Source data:
■ ■ ■ ■ ■

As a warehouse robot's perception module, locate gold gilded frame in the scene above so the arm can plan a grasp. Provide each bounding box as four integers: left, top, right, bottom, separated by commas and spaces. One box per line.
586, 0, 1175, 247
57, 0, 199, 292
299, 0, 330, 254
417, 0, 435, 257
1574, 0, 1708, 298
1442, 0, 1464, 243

■ ■ ■ ■ ■

> _REQUIREMENT_:
Output the data above in full and exactly.

> _TASK ANSWER_:
As a warehouse robot's perception module, locate gold gilded frame in the scene above so the arm can plan a grasp. Provide each bounding box as four integers: left, top, right, bottom, separated by commas and spaces. One box per line.
586, 0, 1175, 247
57, 0, 199, 292
299, 0, 330, 254
417, 0, 435, 257
1574, 0, 1708, 298
1442, 0, 1464, 243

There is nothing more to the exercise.